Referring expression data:
★ ★ ★ ★ ★ ★ ★

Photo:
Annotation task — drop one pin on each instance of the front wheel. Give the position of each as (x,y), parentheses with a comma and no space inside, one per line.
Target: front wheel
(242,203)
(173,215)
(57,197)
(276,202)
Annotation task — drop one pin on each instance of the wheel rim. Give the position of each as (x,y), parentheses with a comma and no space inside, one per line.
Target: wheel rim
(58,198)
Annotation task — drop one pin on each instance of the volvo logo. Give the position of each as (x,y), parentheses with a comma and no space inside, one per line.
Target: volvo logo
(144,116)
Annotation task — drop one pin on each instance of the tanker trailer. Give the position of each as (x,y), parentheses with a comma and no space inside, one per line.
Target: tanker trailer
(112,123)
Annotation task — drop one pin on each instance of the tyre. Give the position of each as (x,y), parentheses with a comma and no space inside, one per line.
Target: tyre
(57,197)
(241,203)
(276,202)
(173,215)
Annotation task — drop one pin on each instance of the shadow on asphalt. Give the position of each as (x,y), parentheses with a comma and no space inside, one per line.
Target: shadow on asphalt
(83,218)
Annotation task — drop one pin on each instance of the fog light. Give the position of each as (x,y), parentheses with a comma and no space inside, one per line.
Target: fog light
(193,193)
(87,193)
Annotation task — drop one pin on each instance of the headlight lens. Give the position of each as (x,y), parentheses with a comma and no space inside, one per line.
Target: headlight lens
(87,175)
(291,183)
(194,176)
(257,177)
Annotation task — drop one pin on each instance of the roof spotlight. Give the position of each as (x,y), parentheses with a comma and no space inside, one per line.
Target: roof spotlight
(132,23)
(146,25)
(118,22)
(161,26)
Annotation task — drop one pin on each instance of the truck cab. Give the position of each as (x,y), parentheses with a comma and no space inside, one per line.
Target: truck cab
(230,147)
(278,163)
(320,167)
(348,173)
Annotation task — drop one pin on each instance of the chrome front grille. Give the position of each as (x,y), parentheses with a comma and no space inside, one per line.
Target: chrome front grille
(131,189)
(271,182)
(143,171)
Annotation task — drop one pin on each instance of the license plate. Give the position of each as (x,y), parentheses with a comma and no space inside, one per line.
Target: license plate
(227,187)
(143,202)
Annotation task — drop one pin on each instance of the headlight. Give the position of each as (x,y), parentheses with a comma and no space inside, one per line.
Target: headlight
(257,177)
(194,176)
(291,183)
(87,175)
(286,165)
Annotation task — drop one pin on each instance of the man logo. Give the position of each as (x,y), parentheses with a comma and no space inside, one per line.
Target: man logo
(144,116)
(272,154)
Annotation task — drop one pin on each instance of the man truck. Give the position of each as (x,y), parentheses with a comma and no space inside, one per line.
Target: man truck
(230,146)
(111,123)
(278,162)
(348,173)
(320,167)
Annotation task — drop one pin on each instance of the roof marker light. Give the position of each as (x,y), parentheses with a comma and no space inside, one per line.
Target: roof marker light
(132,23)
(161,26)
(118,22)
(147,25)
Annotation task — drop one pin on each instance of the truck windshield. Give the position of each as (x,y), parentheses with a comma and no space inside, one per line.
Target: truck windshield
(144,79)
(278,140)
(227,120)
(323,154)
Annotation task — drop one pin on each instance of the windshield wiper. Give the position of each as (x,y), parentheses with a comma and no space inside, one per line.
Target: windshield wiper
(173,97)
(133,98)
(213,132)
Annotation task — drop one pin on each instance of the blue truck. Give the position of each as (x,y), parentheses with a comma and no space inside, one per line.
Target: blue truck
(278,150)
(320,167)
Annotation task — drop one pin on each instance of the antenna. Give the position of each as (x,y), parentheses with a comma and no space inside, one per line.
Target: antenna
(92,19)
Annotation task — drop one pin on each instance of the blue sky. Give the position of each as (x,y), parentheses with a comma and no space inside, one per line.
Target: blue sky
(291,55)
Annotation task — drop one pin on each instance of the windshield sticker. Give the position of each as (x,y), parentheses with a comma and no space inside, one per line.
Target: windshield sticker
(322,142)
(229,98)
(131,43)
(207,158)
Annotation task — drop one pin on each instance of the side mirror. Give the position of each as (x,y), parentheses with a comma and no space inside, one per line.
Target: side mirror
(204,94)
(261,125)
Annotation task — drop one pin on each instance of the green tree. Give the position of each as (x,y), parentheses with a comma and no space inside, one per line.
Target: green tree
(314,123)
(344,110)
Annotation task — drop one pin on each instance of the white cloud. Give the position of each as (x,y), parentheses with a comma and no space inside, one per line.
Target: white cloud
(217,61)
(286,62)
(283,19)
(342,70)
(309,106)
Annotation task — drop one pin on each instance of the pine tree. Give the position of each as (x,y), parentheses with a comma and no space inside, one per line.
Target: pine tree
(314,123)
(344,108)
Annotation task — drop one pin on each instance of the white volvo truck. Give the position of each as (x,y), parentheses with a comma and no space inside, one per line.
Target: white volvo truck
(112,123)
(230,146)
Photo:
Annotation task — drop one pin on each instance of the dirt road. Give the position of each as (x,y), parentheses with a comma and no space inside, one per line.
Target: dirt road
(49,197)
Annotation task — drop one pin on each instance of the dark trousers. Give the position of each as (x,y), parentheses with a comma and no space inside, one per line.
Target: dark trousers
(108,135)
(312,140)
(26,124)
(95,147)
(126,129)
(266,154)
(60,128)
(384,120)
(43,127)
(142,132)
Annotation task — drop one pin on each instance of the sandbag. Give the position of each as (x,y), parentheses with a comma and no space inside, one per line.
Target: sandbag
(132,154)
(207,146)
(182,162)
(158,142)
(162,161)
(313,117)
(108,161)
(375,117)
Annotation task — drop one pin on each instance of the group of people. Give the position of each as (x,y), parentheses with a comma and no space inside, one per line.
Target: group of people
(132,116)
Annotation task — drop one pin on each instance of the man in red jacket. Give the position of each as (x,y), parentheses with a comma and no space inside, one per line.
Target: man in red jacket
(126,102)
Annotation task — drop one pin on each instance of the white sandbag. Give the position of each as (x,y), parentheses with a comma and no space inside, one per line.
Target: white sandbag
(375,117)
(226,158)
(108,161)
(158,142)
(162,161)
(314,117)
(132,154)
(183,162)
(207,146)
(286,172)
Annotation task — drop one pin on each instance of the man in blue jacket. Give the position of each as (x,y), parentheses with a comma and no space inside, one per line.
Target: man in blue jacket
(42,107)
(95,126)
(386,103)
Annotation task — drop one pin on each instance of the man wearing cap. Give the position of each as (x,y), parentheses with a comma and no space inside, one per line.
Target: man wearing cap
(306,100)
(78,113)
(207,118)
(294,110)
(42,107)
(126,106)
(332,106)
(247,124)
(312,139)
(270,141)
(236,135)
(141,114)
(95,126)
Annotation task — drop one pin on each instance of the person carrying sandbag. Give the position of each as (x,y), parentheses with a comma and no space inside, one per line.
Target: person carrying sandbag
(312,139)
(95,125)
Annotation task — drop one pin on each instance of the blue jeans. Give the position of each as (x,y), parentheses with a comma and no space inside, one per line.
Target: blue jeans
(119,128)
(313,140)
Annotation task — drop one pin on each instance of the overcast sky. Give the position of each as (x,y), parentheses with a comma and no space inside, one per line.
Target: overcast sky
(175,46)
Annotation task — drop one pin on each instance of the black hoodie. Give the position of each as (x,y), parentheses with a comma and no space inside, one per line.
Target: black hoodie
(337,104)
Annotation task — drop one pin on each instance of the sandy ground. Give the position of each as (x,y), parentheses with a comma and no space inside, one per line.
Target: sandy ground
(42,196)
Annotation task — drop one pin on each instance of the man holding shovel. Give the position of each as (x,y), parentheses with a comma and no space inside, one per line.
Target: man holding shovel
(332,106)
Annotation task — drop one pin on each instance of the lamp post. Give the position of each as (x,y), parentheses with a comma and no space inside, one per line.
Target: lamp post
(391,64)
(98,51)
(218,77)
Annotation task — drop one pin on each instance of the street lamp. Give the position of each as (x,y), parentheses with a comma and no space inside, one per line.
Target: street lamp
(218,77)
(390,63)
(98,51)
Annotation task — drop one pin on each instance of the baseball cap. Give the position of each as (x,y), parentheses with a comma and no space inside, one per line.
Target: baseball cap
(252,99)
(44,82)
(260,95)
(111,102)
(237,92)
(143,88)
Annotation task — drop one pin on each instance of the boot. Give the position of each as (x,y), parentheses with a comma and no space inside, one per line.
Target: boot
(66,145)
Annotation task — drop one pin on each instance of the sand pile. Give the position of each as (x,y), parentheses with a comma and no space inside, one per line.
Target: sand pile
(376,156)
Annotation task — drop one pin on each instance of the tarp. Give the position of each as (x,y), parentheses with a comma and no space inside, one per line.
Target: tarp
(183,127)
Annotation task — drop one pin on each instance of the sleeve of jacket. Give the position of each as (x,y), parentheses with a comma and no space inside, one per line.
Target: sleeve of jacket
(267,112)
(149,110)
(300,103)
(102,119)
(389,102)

★ ★ ★ ★ ★ ★ ★

Print exactly the lines from the one with "of the boot." through the end of the data, inclusive.

Annotation task — drop one pin on each instance of the boot. Give the position of each as (x,y), parentheses with a comma and no space inside, one per line.
Target: boot
(66,145)
Annotation task — drop one pin on each instance of the sand pile. Give the position of each as (x,y), parentheses with a comma and no space inside, one per line.
Target: sand pile
(376,156)
Annotation task — drop one pin on each instance of the tarp. Give the position of each as (x,y), parentheses with a comma and no space inside, one per line.
Target: tarp
(183,127)
Annotation task — drop one pin on each instance of the sleeve of jacket. Give the position of each as (x,y), parentheses with a comma and no space inside, one per line.
Target: sleeve of jacket
(267,112)
(149,110)
(300,103)
(102,119)
(389,102)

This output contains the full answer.